EXERCISE AIM
Copy every line below that has the word "fascia" in it.

Stored data entries
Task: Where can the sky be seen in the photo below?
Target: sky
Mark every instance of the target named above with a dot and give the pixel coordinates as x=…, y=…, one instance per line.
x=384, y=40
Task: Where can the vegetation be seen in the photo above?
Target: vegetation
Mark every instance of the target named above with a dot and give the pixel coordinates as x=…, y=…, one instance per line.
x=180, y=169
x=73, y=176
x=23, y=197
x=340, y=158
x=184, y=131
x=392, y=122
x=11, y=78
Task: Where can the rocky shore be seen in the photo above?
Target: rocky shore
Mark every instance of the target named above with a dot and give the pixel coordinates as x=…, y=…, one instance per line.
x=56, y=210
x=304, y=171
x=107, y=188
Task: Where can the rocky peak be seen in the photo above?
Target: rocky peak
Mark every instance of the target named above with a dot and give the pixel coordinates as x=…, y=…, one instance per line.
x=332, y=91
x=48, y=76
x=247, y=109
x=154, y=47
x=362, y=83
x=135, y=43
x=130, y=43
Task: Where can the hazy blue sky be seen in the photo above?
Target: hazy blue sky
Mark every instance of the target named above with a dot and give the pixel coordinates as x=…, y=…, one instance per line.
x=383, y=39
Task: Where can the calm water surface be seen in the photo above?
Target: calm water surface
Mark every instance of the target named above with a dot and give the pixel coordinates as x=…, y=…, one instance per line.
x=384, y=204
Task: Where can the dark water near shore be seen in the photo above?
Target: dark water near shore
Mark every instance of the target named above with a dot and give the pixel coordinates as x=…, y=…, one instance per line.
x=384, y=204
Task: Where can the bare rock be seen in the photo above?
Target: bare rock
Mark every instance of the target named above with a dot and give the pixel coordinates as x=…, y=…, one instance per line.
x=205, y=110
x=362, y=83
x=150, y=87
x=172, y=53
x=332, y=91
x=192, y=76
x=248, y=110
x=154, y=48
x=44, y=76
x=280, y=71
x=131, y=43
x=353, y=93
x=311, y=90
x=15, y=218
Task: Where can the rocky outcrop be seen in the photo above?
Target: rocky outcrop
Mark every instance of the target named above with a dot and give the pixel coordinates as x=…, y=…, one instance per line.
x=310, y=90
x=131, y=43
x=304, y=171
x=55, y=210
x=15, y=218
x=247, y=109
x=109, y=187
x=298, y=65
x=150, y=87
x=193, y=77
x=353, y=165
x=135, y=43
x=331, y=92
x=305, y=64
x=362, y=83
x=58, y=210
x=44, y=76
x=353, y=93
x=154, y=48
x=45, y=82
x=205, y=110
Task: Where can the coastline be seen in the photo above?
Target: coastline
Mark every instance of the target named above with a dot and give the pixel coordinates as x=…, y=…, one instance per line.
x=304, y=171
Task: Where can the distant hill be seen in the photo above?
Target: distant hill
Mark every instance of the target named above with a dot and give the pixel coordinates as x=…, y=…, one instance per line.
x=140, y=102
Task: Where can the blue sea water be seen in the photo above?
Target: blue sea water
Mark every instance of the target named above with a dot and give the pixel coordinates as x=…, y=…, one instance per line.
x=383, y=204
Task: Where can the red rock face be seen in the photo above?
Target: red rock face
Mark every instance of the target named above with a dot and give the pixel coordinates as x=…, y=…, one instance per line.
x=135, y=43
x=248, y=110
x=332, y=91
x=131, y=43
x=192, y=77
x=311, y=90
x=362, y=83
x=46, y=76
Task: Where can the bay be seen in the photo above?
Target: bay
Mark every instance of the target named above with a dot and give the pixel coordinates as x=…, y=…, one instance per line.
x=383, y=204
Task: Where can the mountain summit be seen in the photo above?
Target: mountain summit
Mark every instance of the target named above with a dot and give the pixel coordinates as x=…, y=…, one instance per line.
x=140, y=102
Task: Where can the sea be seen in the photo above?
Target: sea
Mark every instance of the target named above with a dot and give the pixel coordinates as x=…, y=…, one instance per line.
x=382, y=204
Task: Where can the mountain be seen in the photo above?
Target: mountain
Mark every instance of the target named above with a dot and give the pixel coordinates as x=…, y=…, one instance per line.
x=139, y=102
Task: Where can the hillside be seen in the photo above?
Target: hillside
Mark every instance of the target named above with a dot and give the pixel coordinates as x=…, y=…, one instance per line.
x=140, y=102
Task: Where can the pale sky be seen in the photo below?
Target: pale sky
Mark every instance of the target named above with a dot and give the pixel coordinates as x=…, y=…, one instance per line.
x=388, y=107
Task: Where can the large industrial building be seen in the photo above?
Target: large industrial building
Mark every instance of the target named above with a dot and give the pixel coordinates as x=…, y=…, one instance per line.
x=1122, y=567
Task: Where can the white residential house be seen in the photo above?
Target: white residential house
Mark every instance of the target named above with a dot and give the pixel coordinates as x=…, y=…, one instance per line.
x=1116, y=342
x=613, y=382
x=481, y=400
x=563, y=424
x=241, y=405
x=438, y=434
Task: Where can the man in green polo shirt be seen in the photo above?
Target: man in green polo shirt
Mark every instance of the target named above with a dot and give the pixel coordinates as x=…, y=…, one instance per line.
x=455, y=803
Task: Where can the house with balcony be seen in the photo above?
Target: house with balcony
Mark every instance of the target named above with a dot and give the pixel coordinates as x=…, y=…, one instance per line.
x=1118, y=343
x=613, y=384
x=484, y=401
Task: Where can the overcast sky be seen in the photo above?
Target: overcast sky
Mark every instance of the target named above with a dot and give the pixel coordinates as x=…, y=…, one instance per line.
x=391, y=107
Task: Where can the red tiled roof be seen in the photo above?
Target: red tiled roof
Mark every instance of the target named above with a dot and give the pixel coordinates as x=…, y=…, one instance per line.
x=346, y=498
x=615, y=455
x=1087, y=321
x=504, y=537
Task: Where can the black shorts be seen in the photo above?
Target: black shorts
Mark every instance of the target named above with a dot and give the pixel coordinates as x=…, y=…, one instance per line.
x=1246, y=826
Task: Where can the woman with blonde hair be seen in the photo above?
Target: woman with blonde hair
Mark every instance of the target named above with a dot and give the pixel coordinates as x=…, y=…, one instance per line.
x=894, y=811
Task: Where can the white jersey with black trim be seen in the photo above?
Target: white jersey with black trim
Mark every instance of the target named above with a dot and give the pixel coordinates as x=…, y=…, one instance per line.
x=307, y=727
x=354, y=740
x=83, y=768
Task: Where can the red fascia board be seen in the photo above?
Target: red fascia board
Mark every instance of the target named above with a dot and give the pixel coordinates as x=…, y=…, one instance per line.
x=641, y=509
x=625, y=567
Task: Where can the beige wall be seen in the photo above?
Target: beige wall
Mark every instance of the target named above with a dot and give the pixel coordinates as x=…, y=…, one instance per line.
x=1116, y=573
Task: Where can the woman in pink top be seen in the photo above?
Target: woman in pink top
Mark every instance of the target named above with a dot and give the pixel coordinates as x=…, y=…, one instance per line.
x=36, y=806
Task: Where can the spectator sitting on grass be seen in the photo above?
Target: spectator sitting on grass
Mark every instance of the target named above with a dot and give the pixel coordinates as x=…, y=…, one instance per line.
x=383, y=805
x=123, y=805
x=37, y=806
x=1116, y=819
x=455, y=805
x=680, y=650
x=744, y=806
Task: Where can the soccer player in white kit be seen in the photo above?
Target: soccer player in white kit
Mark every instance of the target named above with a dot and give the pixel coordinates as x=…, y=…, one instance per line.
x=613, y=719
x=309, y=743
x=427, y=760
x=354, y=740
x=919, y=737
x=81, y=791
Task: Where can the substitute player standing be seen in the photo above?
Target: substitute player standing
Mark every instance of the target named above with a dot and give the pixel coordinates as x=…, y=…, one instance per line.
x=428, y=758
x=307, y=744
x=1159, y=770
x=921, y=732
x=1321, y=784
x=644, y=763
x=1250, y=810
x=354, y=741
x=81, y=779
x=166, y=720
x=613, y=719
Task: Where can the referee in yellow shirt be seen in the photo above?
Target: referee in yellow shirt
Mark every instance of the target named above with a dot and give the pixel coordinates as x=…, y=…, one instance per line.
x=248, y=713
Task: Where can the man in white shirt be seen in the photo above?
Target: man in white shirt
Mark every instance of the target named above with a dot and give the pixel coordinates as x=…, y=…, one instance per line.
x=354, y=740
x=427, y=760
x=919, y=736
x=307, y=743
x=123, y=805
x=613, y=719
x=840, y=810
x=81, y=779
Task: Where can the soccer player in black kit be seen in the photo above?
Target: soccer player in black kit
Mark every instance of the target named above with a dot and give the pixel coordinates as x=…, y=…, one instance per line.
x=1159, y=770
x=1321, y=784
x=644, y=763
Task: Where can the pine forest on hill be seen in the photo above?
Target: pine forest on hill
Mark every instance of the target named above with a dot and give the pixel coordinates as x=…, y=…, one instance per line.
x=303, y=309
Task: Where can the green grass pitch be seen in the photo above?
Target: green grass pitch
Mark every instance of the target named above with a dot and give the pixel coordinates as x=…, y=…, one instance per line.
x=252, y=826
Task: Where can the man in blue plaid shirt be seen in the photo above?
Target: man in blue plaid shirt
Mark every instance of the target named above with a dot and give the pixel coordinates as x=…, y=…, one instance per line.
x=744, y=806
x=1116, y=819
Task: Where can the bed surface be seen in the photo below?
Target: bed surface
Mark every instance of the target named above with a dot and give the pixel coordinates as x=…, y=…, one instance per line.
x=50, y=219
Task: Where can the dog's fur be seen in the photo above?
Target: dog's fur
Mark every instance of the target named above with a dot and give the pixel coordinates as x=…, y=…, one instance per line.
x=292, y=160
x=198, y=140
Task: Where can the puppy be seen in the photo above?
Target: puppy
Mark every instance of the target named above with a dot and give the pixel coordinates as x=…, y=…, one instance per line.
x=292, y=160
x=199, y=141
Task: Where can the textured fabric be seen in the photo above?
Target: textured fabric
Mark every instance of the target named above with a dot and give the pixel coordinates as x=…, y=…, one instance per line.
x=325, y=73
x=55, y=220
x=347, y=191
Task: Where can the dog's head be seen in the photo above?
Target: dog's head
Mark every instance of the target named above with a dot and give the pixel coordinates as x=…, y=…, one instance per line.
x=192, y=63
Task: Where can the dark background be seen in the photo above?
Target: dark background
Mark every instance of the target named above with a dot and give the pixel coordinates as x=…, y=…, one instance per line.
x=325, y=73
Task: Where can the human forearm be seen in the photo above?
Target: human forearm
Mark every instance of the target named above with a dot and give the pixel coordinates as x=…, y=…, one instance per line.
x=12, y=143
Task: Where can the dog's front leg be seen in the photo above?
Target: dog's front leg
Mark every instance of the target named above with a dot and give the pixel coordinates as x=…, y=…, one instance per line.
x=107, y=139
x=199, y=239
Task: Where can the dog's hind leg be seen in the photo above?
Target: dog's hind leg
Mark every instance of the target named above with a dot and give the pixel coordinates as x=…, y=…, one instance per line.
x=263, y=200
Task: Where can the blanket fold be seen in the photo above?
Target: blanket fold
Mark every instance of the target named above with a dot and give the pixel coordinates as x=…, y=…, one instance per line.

SOLUTION TO THE EXERCISE
Task: Where can the red fascia board be seen in the photo above?
Target: red fascia board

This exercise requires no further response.